THE TASK =>
Using the entries below, copy out all lines where "wheel" is found.

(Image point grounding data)
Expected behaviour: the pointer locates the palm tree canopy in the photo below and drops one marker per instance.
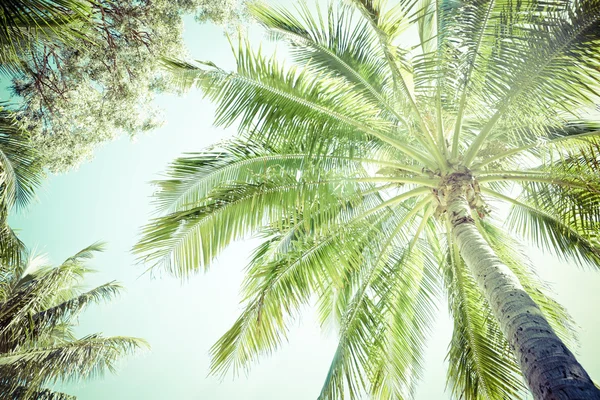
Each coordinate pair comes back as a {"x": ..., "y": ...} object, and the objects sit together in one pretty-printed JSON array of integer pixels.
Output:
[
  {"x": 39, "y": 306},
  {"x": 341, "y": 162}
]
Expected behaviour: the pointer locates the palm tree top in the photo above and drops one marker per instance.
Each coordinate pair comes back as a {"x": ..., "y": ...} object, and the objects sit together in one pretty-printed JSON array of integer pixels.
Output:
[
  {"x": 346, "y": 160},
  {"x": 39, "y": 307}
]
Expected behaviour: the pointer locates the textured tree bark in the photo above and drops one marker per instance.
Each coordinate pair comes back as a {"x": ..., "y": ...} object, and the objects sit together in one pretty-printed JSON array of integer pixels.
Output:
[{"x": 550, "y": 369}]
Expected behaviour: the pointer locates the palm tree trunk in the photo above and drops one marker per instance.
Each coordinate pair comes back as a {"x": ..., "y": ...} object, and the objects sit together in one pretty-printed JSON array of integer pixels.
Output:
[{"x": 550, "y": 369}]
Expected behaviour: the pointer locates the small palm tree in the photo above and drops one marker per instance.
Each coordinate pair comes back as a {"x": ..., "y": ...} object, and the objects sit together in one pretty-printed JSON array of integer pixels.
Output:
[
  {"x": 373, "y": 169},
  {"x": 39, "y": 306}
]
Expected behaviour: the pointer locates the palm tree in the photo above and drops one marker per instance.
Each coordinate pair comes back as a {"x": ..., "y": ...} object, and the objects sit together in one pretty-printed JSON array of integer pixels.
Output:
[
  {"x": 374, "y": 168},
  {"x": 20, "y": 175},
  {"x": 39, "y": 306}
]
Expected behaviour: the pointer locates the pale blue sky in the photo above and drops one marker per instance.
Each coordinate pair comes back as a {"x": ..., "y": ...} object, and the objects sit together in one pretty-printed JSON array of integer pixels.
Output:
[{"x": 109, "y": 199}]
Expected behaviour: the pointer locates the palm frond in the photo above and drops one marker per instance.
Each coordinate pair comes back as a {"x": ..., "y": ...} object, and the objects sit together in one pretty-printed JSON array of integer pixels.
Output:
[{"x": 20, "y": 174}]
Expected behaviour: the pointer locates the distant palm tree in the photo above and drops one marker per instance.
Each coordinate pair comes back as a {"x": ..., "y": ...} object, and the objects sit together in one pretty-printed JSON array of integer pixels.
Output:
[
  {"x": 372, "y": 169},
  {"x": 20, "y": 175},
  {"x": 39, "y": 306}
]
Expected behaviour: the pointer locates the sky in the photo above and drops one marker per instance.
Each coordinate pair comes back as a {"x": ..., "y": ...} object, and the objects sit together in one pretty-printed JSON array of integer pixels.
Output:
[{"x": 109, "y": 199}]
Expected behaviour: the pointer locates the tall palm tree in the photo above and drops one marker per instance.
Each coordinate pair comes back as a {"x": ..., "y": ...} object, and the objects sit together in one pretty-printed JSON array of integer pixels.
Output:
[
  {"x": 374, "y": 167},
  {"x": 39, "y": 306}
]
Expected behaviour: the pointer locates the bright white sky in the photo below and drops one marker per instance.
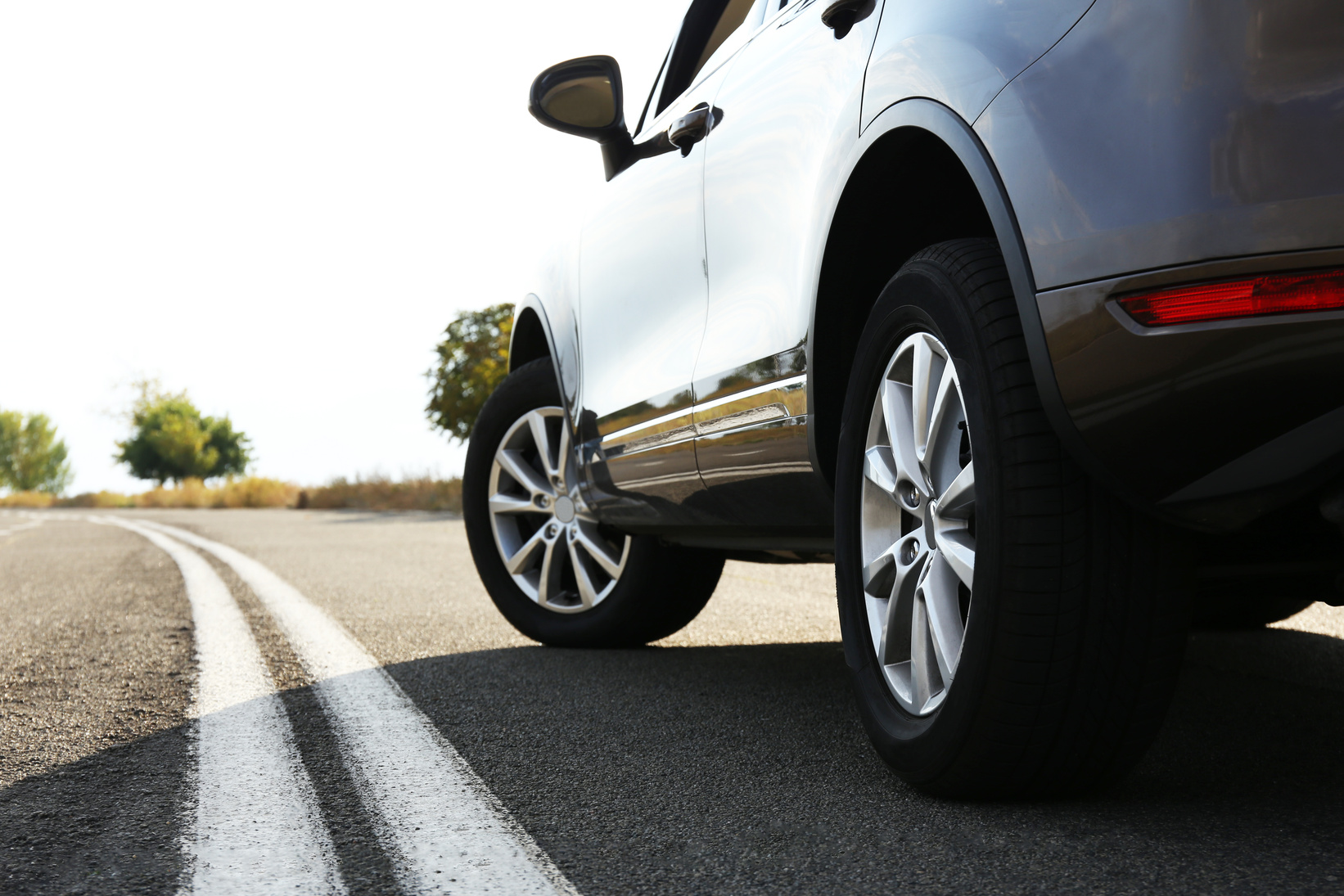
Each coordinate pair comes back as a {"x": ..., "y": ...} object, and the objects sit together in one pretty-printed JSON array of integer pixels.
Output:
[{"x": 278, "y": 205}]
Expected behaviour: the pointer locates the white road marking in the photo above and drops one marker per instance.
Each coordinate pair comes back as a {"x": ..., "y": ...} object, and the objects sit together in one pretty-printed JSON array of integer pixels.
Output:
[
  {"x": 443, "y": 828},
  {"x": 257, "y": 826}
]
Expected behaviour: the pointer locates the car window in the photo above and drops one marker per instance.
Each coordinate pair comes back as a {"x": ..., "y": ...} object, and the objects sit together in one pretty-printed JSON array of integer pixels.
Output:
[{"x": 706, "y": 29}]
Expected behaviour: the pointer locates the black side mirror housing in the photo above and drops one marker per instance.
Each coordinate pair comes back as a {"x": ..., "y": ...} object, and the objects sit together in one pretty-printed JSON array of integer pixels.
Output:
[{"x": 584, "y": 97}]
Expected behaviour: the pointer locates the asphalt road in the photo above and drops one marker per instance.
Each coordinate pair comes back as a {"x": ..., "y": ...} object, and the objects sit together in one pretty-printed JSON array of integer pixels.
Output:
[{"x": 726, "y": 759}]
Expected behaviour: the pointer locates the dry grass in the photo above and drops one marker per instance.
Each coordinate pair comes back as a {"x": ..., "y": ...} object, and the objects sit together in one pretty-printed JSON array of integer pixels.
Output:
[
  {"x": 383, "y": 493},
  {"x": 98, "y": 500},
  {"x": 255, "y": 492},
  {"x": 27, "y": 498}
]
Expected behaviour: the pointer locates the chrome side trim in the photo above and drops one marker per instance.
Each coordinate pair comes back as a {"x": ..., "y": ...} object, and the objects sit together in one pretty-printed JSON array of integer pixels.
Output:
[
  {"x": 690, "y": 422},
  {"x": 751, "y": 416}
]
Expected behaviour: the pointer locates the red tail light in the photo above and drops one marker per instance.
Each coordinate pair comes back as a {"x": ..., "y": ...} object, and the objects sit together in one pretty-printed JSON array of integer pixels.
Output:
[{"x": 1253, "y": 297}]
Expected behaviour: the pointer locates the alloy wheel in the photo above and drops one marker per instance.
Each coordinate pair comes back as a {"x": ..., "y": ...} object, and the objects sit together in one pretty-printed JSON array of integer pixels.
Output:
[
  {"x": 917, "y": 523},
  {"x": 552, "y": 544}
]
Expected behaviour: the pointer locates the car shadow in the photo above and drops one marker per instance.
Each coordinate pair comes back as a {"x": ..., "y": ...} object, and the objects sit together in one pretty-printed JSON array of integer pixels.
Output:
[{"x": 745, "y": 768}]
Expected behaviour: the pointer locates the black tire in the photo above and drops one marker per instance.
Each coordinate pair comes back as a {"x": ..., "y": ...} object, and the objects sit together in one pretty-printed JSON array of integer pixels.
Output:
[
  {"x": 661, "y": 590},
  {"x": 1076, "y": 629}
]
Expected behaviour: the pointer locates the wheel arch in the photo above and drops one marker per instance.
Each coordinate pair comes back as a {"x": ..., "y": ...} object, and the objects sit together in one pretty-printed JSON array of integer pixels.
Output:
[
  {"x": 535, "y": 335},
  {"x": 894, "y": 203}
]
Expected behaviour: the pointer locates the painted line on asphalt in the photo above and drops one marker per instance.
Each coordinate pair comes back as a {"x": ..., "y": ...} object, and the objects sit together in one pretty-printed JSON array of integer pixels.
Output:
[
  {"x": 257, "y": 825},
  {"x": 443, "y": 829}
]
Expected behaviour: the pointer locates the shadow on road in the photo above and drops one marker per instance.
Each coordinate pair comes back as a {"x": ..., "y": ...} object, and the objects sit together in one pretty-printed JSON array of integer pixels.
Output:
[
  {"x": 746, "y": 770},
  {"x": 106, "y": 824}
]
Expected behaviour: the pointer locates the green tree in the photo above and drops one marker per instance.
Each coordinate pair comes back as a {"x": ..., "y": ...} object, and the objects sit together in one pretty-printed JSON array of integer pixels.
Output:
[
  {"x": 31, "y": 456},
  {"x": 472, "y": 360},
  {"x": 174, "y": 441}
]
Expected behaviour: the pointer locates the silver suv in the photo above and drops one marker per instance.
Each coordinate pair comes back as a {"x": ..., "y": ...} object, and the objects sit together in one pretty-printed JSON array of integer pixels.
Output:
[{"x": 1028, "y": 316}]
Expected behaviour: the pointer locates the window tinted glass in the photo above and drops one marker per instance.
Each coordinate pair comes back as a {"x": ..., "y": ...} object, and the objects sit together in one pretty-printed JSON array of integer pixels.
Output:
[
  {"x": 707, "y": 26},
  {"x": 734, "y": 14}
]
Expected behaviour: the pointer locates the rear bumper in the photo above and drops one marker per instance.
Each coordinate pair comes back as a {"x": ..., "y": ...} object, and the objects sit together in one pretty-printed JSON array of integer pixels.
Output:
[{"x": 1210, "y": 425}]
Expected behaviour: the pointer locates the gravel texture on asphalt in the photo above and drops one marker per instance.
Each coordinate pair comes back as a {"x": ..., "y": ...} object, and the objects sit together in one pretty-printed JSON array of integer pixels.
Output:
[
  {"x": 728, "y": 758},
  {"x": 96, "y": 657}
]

WRITTEN SOLUTION =>
Expected behaviour: the pointer locates the alloy wheel in the photo above and drops one marker per instance.
Expected behaviour: the pointer locates the wheel arch in the photo above and drops one marker per instance.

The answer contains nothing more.